■ **Aim**
Rewrite the listing below as a JSON array of strings with one string per line and no blank lines, starting at the line containing "[mask] wet wooden plank -> every instance" and ending at the line containing "[(0, 69), (0, 165), (256, 167), (255, 70)]". Include only those lines.

======== Extracted information

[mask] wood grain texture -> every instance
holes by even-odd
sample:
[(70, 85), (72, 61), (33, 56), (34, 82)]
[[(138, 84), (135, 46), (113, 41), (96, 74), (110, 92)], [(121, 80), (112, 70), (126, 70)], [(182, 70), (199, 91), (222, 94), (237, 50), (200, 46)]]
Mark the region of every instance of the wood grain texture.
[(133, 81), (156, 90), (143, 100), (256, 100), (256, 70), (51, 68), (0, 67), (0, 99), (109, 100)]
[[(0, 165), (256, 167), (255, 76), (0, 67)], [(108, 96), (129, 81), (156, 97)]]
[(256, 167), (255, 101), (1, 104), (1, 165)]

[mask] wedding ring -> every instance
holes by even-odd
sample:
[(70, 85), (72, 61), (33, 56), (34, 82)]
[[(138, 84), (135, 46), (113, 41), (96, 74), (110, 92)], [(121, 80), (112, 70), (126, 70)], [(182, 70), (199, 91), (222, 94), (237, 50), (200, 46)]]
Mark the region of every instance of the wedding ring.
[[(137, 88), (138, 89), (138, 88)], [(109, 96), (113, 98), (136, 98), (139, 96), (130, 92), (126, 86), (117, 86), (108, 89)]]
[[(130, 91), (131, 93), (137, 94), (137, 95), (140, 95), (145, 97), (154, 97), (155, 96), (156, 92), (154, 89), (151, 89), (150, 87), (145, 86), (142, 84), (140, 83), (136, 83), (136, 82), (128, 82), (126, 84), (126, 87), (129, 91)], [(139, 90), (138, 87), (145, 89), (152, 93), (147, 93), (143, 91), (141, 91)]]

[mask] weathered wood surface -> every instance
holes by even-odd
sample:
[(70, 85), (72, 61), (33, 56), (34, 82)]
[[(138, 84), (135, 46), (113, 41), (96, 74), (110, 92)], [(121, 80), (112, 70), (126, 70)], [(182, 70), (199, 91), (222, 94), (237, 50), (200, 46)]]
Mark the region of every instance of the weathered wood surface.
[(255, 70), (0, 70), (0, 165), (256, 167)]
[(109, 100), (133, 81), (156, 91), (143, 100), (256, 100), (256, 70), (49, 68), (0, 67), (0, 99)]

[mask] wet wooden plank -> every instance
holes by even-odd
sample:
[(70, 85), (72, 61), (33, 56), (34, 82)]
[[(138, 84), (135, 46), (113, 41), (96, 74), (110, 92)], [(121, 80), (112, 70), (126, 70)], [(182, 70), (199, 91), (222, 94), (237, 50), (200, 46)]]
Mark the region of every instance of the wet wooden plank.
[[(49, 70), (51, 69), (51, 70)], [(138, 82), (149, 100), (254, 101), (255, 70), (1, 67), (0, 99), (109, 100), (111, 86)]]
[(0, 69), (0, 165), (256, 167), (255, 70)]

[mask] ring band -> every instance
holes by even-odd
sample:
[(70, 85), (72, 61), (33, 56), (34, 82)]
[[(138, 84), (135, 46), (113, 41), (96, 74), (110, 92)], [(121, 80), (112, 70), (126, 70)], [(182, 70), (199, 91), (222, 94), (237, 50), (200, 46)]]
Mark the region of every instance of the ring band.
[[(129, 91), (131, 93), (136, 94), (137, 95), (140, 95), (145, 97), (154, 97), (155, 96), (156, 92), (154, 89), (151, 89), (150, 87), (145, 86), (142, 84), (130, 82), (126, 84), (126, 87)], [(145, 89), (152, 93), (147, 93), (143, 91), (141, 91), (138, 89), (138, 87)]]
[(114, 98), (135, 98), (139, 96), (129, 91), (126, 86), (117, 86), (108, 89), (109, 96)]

================

■ **Solved exercise**
[
  "[mask] wet wooden plank -> every instance",
  "holes by even-odd",
  "sample:",
  "[(70, 85), (72, 61), (33, 56), (34, 82)]",
  "[[(138, 84), (135, 46), (113, 41), (96, 74), (110, 92)], [(121, 80), (112, 70), (126, 70)], [(182, 70), (199, 91), (222, 94), (237, 50), (200, 46)]]",
  "Mark the region of every instance of the wet wooden plank.",
  "[[(49, 70), (51, 69), (51, 70)], [(138, 82), (149, 100), (254, 101), (255, 70), (1, 67), (0, 99), (109, 100), (111, 86)]]",
  "[(0, 69), (0, 165), (256, 167), (255, 70)]"
]